▸ Problem requirements
In your copy of the records, include every word exactly and no pictures.

------------------------------------------------------------------------

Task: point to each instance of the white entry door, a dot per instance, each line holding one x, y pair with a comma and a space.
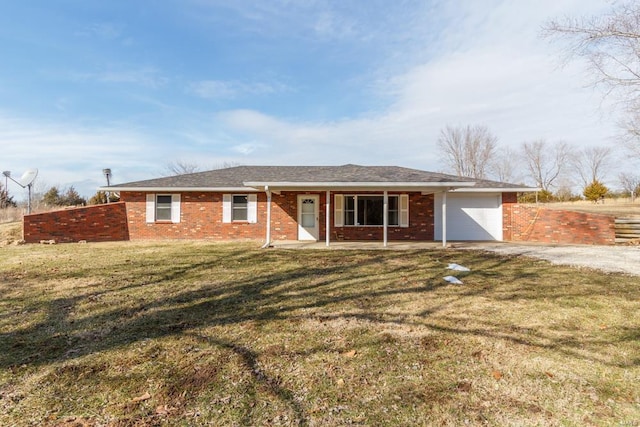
308, 217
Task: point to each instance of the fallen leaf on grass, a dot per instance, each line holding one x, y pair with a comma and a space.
144, 397
464, 386
164, 410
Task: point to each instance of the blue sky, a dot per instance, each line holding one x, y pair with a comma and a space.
135, 85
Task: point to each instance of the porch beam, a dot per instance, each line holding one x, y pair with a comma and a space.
444, 219
327, 218
385, 218
268, 237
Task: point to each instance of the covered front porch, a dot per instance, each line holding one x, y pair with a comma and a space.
326, 214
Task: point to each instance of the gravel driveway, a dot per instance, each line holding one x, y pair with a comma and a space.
624, 259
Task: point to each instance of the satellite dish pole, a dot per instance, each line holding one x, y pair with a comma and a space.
5, 201
26, 181
107, 173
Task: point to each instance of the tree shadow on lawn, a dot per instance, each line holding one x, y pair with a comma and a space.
329, 288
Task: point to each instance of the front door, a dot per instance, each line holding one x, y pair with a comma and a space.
308, 217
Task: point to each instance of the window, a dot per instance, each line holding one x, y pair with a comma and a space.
239, 208
163, 208
369, 210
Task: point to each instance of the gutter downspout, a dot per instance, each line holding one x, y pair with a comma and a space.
268, 238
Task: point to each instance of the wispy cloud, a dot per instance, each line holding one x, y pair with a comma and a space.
142, 76
102, 30
219, 89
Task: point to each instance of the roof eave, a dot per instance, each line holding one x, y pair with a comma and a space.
496, 190
181, 189
288, 185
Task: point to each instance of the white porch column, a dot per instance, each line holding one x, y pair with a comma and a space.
444, 219
268, 238
327, 215
385, 218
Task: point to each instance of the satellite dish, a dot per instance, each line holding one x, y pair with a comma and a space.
28, 177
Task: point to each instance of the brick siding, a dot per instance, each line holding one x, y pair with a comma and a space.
100, 223
543, 225
201, 218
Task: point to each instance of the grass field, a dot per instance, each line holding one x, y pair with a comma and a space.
193, 333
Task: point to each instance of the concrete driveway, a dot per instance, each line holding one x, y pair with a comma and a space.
619, 259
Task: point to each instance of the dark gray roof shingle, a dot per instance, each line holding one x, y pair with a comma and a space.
235, 177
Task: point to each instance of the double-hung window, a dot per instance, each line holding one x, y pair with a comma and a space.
163, 208
239, 206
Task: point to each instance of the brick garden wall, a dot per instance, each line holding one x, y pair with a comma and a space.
538, 224
100, 223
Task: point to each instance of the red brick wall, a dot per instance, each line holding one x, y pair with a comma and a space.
539, 224
201, 218
100, 223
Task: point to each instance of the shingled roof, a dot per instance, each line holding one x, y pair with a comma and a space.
259, 176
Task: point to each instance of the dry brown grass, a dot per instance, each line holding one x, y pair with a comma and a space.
184, 333
619, 207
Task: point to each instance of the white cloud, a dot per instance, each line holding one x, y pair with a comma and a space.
219, 89
142, 76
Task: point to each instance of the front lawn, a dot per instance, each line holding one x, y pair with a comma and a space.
187, 333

------------------------------------------------------------------------

▸ Answer section
Task: point to each instance of the white entry door, a dot per instance, each line holding one x, y pair with a comma and a space.
308, 217
Task: point to each instance of the fallen leaf on grass, a dot per instance, each line holding one x, y pair with a comma and a space.
144, 397
464, 386
164, 410
Task: point to each instance of the blue sky, a dot per instance, each line holding one x, y pair with a comma and a space.
135, 85
Task: point to each instance of the porch beam, a dot per instance, each line holding one x, y pair with a comma and a space.
444, 219
327, 218
385, 218
268, 237
Task: point to each instance of the covered front porch, a dot per instance, each line holding one x, y pair with a comma and a space.
326, 214
Task: point to each instance of the gravel driveway, a dot per instance, each line holding one x, y pair with a comma and a space.
624, 259
Task: point to each instance of the satellite dish pole, a dot per instance, each line holding one x, y pair with a comma and a space.
5, 201
26, 181
107, 173
Task: point to each instance of the tree shadow on lawn, a dot per instance, each line holding one x, y pair with a comma and a space.
329, 288
Task: point to each instance of the front door, a dot per instance, each line holding one x, y pair with a comma and a space.
308, 217
Task: point to each instance of the window, a dot per instance, each line holding one x, y pair with a comma and a space.
239, 208
163, 208
369, 210
Task: point to each instance of the gutter downspout, a dot per instance, each line holding one x, y pair with a comma and a space.
268, 238
Task: point to each instance of the wispy cloud, a dot per instance, each line holding one x, y pair with a comma and a space.
142, 76
102, 30
219, 89
Task: point to each instance of the roof eave, a dot per instance, each line holding one x, y pair with a comma and a space.
496, 190
181, 189
288, 185
Task: point to each instance of the white porch column, a dot per instance, each line holding one x, y pair with a comma and a space.
444, 219
268, 238
327, 215
385, 218
Task: point to each instance of the satellite dish, a dot per instance, each line holding one x, y pair with a comma and a space.
28, 177
Task: point to each instance of the brick siding, a dot per instance, each line holding one x, y pair with a comma and a space.
100, 223
543, 225
201, 218
Task: point to each instance of the grass field, a dot per instance, each line holding one x, y pair with a comma and a space.
193, 333
Task: point to each instance of the concrete driveway, a dot per instance, each line holding one x, y pair with a comma and a space.
619, 259
Task: point to each instance of the dark gray roof shingle, a dot per instance, each line holding one x, y pair with a comma and a space.
235, 177
Task: point to each instance of the double-hung window, a dot per instance, each line holding one x, y pair with a comma and a space.
163, 208
239, 206
Task: point to each instance of the brick garden wall, a dot per instance, each line holding one x, y pair with a comma and a space.
538, 224
100, 223
Task: point to each instance of the red brick wall, a dot per instance, each line holding one x, y pair with a comma and a space.
539, 224
201, 218
100, 223
Task: point to each instance of the shingled roof, a dot per instance, each line holding one x, y pair with a comma and a space.
259, 176
Task: point to each instance of the dry brown grass, a dot per instance, each line holding one x, y pair with a comma and a space.
184, 333
619, 207
Task: point to each instance of the white cloud, a dot per instance, each line holding one x, y pair with a comma and a space.
219, 89
142, 76
Task: point to each instance of the front lawn, a dot per instance, each line holding one x, y pair with a comma and a space.
187, 333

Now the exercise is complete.